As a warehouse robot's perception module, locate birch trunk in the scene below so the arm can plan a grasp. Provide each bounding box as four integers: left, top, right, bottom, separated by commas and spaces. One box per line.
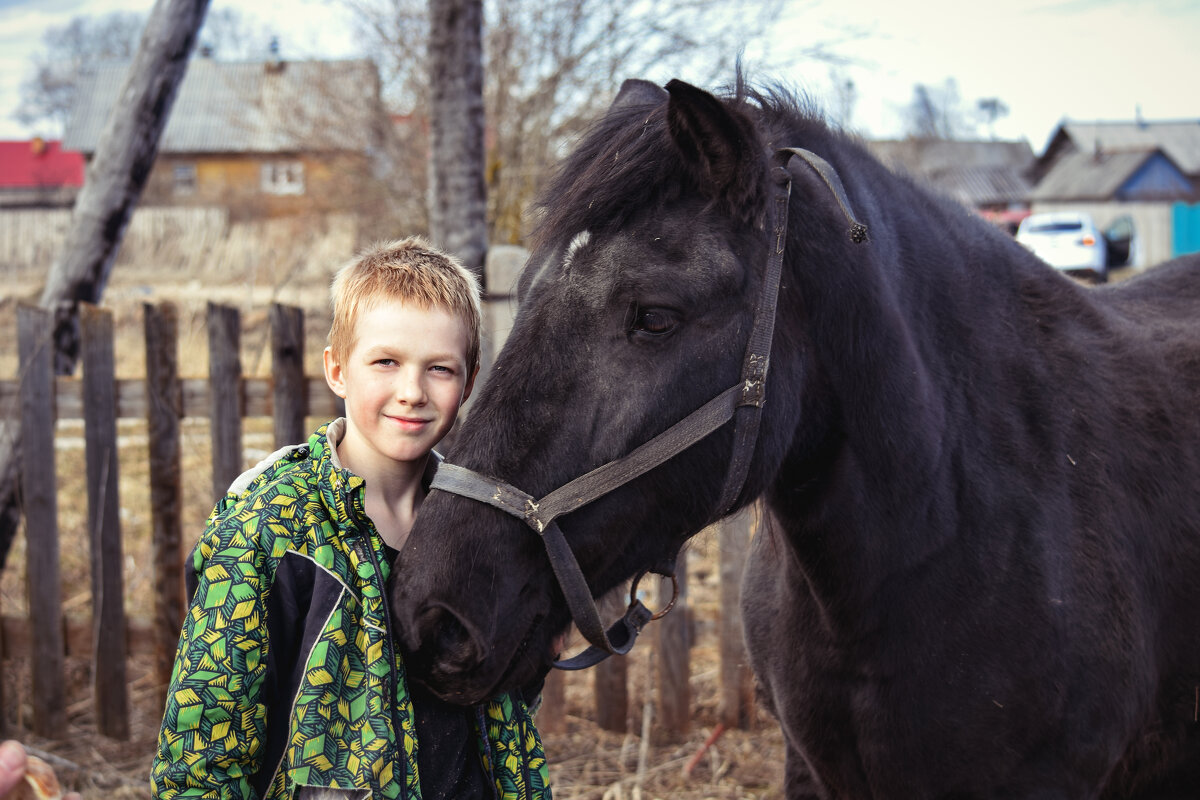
0, 0, 208, 565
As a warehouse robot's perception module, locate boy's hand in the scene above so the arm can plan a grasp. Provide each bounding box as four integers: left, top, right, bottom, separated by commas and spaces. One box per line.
0, 741, 80, 800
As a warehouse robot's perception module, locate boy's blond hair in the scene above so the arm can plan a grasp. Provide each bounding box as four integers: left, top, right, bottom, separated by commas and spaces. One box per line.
329, 236, 481, 372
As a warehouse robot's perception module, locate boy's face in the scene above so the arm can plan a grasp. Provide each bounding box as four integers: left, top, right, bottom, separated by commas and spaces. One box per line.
325, 300, 475, 479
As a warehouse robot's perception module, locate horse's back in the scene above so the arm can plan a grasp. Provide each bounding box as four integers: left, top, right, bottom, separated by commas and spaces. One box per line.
1096, 253, 1200, 324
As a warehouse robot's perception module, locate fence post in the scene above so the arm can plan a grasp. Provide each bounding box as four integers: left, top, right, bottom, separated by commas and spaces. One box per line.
142, 302, 185, 700
654, 551, 691, 741
270, 303, 308, 447
79, 303, 130, 739
718, 504, 762, 728
208, 302, 244, 503
17, 306, 66, 739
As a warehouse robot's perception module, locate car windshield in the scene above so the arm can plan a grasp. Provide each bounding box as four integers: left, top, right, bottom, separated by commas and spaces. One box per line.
1027, 219, 1084, 234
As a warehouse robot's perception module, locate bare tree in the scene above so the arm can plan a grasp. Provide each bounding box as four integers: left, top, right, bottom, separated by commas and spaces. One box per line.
0, 0, 209, 563
340, 0, 782, 242
13, 11, 145, 131
905, 78, 973, 139
12, 8, 268, 136
428, 0, 487, 281
976, 97, 1008, 139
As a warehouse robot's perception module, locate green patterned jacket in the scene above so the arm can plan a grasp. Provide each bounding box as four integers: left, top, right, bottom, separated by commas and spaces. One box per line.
151, 420, 551, 800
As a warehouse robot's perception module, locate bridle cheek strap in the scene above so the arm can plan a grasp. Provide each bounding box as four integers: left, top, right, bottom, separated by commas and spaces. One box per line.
430, 149, 866, 669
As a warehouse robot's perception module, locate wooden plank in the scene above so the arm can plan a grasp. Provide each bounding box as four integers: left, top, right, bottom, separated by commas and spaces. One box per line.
592, 588, 629, 733
647, 552, 691, 741
270, 303, 308, 447
0, 615, 157, 661
142, 302, 185, 700
79, 303, 130, 740
17, 306, 66, 739
208, 302, 244, 503
718, 505, 762, 728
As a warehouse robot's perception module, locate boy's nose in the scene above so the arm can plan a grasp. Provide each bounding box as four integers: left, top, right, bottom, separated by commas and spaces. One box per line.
396, 372, 425, 405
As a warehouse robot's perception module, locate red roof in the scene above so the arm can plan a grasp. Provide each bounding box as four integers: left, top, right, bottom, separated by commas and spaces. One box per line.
0, 139, 84, 190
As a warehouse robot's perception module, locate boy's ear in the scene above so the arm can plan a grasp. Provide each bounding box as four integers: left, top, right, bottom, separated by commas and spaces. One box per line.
458, 363, 479, 405
322, 347, 346, 399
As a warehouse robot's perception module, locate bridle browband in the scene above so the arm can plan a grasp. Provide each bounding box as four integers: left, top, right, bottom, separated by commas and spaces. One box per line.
430, 148, 866, 669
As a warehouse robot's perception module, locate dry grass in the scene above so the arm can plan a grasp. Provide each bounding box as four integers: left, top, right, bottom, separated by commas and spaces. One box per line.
0, 253, 782, 800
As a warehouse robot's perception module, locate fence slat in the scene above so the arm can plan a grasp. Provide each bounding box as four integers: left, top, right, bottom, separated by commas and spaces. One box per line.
718, 505, 762, 728
0, 375, 346, 422
79, 303, 130, 739
17, 306, 66, 739
654, 551, 691, 741
208, 302, 242, 503
271, 303, 308, 447
142, 302, 184, 699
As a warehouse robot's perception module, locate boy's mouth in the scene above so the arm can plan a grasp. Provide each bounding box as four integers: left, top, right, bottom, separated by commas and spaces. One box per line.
388, 416, 432, 431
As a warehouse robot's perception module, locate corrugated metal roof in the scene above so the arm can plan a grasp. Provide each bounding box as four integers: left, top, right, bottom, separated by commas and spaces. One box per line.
866, 139, 1033, 178
1033, 148, 1159, 201
62, 58, 379, 154
924, 166, 1032, 207
1062, 120, 1200, 175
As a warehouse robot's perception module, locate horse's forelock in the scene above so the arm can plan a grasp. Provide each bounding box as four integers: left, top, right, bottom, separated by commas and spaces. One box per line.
532, 84, 794, 248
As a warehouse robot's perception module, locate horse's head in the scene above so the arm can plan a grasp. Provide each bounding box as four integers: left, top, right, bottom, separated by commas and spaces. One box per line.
391, 76, 816, 703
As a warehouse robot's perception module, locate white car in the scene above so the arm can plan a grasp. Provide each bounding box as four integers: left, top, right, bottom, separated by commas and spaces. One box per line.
1016, 211, 1108, 283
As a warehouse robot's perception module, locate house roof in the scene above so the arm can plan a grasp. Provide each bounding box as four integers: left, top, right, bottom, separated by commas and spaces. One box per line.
868, 139, 1033, 178
868, 139, 1034, 207
925, 167, 1033, 207
0, 139, 84, 190
1046, 119, 1200, 175
62, 58, 379, 154
1032, 148, 1190, 201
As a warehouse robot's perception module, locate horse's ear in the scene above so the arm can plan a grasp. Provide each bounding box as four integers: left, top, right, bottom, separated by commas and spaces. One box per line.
608, 78, 668, 110
667, 80, 760, 205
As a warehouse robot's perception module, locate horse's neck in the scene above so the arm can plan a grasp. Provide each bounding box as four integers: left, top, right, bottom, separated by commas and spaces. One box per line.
773, 160, 988, 609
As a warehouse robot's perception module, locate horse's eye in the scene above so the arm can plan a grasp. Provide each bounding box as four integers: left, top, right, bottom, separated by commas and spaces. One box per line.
631, 303, 677, 336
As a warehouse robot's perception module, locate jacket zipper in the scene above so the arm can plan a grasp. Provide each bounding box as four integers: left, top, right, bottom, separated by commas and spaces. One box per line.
354, 533, 412, 796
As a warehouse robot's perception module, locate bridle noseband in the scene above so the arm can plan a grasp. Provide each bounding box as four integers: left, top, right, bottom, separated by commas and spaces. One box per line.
430, 148, 866, 669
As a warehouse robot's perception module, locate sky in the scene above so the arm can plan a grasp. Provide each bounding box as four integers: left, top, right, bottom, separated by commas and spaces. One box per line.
0, 0, 1200, 152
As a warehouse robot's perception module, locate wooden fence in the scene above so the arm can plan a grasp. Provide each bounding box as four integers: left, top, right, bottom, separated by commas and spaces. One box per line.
0, 303, 752, 739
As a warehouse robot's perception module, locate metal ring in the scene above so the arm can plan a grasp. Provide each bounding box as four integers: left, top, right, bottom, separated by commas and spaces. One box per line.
629, 570, 679, 622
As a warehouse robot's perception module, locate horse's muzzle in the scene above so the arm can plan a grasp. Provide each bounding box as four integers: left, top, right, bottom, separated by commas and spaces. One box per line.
401, 602, 487, 705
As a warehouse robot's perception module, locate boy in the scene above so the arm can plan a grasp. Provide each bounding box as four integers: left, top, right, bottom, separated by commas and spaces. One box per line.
152, 239, 550, 800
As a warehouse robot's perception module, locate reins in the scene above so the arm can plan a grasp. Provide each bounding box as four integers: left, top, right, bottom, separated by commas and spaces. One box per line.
430, 148, 866, 669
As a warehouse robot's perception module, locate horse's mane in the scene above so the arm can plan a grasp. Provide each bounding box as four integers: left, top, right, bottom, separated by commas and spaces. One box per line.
530, 78, 830, 248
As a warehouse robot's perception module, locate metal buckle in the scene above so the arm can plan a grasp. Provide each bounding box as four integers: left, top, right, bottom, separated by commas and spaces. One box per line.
629, 570, 679, 622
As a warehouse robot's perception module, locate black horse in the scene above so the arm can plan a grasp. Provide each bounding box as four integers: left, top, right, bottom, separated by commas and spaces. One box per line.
391, 82, 1200, 800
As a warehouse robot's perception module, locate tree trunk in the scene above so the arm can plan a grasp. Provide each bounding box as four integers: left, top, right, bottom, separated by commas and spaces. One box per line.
0, 0, 211, 565
428, 0, 487, 282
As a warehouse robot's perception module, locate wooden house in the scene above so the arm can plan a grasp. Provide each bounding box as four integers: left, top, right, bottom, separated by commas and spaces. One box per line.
868, 138, 1034, 231
64, 58, 388, 221
0, 138, 84, 209
1032, 120, 1200, 266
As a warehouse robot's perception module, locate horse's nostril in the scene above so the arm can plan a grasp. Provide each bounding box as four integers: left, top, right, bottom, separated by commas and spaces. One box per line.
416, 603, 485, 675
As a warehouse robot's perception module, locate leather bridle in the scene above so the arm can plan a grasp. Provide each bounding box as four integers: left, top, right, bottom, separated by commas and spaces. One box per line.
430, 148, 866, 669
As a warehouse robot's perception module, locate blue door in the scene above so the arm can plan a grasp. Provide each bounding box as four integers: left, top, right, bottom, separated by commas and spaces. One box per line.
1171, 203, 1200, 255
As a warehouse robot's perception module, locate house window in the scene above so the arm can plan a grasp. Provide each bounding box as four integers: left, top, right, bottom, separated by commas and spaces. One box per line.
170, 164, 196, 196
263, 161, 304, 194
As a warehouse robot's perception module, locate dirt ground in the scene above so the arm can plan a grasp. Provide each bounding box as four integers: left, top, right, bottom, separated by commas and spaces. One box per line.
0, 265, 784, 800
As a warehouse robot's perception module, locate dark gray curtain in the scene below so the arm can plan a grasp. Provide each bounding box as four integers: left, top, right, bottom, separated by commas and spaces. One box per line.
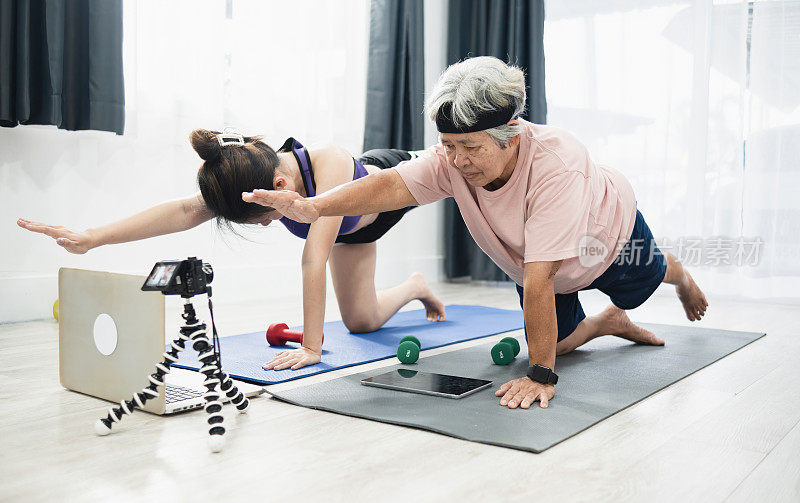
364, 0, 425, 151
0, 0, 125, 134
445, 0, 547, 281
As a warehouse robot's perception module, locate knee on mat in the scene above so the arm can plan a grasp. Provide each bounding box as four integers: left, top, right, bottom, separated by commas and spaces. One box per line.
342, 317, 381, 334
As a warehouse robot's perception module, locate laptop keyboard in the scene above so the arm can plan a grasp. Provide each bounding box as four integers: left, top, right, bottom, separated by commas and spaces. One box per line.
165, 384, 203, 403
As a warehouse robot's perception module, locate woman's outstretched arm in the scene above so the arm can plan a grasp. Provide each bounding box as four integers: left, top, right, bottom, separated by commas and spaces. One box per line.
17, 192, 213, 254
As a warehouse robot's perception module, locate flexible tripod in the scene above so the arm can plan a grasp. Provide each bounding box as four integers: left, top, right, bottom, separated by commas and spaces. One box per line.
94, 298, 250, 452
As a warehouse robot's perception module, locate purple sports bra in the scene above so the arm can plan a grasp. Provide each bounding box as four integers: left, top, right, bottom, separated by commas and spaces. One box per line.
278, 138, 368, 239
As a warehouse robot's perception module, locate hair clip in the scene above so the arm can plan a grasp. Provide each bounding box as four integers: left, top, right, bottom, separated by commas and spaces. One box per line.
217, 127, 244, 147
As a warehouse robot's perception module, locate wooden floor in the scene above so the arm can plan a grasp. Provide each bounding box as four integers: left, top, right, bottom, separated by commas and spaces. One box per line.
0, 284, 800, 503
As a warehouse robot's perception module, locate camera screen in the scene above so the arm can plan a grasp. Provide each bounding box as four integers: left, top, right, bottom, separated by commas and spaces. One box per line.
144, 264, 178, 287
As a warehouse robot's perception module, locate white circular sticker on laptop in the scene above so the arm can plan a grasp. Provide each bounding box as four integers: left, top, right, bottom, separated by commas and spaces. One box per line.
94, 313, 117, 356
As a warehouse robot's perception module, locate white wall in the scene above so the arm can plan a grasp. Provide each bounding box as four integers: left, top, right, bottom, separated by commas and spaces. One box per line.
0, 0, 446, 322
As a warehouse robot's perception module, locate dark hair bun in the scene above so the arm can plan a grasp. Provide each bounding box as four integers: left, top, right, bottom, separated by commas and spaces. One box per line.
189, 129, 222, 161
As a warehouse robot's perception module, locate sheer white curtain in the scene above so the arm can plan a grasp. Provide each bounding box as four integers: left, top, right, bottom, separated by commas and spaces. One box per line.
545, 0, 800, 301
125, 0, 369, 154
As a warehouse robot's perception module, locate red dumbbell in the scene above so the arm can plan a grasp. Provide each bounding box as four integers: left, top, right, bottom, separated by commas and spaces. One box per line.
267, 323, 325, 346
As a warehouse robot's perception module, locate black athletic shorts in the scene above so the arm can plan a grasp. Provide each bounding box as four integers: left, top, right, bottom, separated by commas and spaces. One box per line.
336, 148, 415, 244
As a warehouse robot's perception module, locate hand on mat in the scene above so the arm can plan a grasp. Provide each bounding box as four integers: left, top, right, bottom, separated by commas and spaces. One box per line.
494, 377, 556, 409
17, 218, 95, 255
242, 189, 319, 224
263, 347, 322, 370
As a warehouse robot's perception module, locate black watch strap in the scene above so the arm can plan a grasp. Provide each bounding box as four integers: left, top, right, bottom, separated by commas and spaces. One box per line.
526, 365, 558, 384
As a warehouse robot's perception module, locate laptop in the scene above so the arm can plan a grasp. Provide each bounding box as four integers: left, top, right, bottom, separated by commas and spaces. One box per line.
58, 268, 263, 415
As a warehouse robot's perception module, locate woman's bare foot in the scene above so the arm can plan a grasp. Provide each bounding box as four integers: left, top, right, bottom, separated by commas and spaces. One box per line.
408, 272, 445, 321
597, 304, 664, 346
675, 269, 708, 321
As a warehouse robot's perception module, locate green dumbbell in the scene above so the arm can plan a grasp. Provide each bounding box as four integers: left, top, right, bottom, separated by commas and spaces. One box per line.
491, 337, 519, 365
397, 335, 421, 363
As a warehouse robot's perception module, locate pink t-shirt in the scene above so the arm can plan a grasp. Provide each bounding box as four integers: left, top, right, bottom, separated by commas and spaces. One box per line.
394, 120, 636, 293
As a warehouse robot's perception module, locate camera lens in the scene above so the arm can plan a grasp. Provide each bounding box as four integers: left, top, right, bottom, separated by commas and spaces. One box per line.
203, 262, 214, 284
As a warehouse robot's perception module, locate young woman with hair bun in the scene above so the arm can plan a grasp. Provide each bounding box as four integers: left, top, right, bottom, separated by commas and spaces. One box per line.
17, 129, 445, 370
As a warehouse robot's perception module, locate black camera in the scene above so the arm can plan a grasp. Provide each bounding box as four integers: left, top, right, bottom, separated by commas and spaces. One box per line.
142, 257, 214, 299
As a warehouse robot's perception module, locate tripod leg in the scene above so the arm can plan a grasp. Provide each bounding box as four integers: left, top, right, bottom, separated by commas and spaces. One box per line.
94, 332, 189, 436
219, 369, 250, 414
192, 332, 225, 452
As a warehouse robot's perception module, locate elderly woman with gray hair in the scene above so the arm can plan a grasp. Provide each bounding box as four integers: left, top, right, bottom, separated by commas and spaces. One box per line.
242, 57, 708, 408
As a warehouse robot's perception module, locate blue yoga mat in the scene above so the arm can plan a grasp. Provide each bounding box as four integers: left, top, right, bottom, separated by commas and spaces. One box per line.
174, 305, 523, 384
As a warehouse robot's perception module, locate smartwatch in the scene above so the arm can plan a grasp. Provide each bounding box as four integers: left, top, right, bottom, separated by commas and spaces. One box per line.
525, 365, 558, 384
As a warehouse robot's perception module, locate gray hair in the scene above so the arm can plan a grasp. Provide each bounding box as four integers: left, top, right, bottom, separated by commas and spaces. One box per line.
425, 56, 525, 148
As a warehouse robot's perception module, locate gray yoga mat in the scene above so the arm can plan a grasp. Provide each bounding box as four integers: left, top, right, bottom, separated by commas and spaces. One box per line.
268, 324, 766, 452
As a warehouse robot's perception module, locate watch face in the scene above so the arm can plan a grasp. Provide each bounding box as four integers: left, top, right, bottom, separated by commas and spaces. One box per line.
528, 365, 552, 384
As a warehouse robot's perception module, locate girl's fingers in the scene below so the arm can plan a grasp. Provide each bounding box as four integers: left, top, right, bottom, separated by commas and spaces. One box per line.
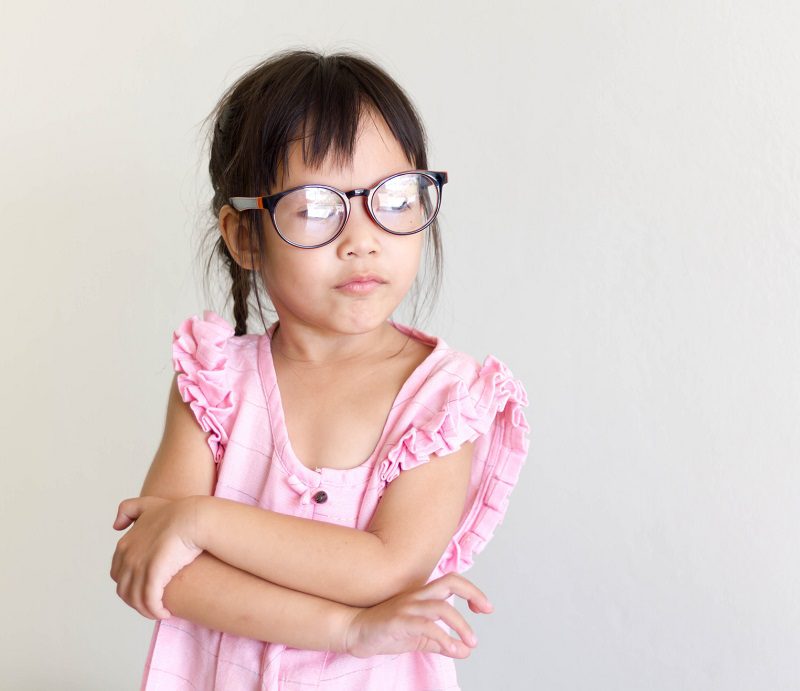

┄┄┄┄┄┄┄┄┄┄┄┄┄┄┄┄┄┄┄┄

What is needed | Write out the stretch of material above, word for word, from the line containing "As a warehouse robot's perception module, locate black watch" through the line containing "17, 129, 445, 370", including both of those lines.

Exercise result |
As a warehouse robot's perception module, locate black watch strap in the scene above so the arm can plan a grasp. Provide each bounding box as four integers: left, top, right, bottom, separated by commas and spaces. One box per line.
526, 365, 558, 384
As a warehouse robot's perception module, locate laptop in the scene above so the arm can plan a grasp. Provide each bounding box as four integers: left, top, right, bottom, separated by commas and spaces. One box per line.
58, 268, 263, 415
As a warehouse robot's perception module, locate woman's bare foot in the scene above so the arm can plan a grasp. Provide each bounding box as four integers: left, top, right, bottom, separated by commas and spaces. One box per line.
408, 272, 445, 321
597, 304, 664, 346
675, 269, 708, 321
As a warehouse robot's perception module, locate green dumbbell in the scene above so the arm can plan a grasp. Provide each bounding box as four integers: left, top, right, bottom, separated by commas and spaces. One box per line.
491, 337, 519, 365
397, 335, 421, 363
As a warehouse robot's perception module, locate pink t-shirt in the scene above so the arm can plan a grasp. Provide each bounding box as four integers: left, top, right, bottom, separated by commas and spaces. One box per line.
394, 120, 636, 293
As a warehouse robot's perception module, locate camera lens in the scene above so the arm can plan a grasp. Provide each bounding box as four integers: left, top, right, bottom, separated by commas and spaces. One box per line.
203, 262, 214, 284
As a warehouse robot's perception module, locate young woman with hair bun in the scene above so the arm can plan a grasp. Provide each bounding box as four integers: left, top, right, bottom, separated by commas and spaces. One box per line.
17, 129, 445, 370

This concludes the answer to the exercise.